**TEXTO FUENTE**

Dentro del anecdotario de su vida, existe una simpática historia, que comenzó durante el transcurso de un trabajo de parto gemelar bajo condiciones obstétricas desfavorables. En aquella oportunidad, uno de los neonatos nació deprimido, y el encargado de reanimarlo fue el Dr. Samuel Brochner. Como muestra de agradecimiento, los padres de aquella bebé, la llamaron María Samuela, y para continuar esta historia, con el correr de los años, la niña asistida en el momento del nacimiento por Samuel, sería paciente de su hijo Gabriel. Por cuestiones de salud, su jubilación fue precoz; y fallece a los 73 años en su domicilio de la ciudad de San Nicolás el 5 de marzo del año 1999 producto de un tercer infarto de miocardio.

Como para finalizar este apartado, en el cual describimos la biografía del Dr. Brochner, es necesario destacar que tanto él, con otros tantos anestesiólogos de su época, no fueron contemporáneos al nacimiento y al desarrollo de nuestra institución; pero sin ningún lugar a dudas fueron pioneros de nuestra especialidad, y constituyeron los cimientos de lo que con el correr del tiempo se transformaría en la Asociación de Anestesia Analgesia y Reanimación del Norte de la Provincia de Buenos Aires (AANPBA). Por todo lo expuesto, es nuestra intención otorgarles un merecido espacio a todos estos colegas que nos precedieron, y es en las páginas de esta revista en donde hemos iniciado este proceso de reconocimiento profesional e histórico.

**REQUISITOS DEL PROBLEMA**
Actualiza todo el fragmento del texto fuente que va desde "Como para finalizar" hasta "profesional e histórico." y escríbelo de nuevo con "precursores" en lugar de "pioneros". Las entradas no hacen falta para resolver nada.

**CONJUNTO DE ENTRADAS**
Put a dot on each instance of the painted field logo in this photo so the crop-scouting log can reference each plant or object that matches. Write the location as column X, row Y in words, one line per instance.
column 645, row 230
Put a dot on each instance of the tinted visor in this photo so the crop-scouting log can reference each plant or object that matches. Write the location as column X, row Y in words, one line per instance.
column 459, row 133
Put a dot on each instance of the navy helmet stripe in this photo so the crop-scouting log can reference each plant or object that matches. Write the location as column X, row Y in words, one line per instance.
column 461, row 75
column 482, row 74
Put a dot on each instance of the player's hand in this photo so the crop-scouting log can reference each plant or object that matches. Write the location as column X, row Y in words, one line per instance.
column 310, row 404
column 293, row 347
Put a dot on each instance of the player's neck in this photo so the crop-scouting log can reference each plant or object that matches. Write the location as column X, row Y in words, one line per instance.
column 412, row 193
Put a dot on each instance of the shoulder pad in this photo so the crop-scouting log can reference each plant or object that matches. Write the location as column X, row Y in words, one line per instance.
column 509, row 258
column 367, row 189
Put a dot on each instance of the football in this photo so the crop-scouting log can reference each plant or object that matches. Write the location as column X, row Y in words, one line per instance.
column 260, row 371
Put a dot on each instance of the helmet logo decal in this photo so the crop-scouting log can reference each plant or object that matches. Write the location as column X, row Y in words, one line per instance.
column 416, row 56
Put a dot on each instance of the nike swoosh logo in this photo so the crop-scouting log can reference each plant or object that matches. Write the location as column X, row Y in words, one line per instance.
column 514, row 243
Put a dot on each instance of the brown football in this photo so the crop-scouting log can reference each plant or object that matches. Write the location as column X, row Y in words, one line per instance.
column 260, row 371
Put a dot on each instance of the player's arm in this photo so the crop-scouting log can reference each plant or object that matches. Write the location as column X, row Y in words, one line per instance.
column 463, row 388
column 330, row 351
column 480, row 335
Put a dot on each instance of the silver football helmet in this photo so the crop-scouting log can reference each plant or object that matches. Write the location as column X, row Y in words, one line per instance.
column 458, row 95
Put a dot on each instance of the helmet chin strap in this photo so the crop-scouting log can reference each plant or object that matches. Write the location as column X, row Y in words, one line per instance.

**TU RESPUESTA**
Como para finalizar este apartado, en el cual describimos la biografía del Dr. Brochner, es necesario destacar que tanto él, con otros tantos anestesiólogos de su época, no fueron contemporáneos al nacimiento y al desarrollo de nuestra institución; pero sin ningún lugar a dudas fueron precursores de nuestra especialidad, y constituyeron los cimientos de lo que con el correr del tiempo se transformaría en la Asociación de Anestesia Analgesia y Reanimación del Norte de la Provincia de Buenos Aires (AANPBA). Por todo lo expuesto, es nuestra intención otorgarles un merecido espacio a todos estos colegas que nos precedieron, y es en las páginas de esta revista en donde hemos iniciado este proceso de reconocimiento profesional e histórico.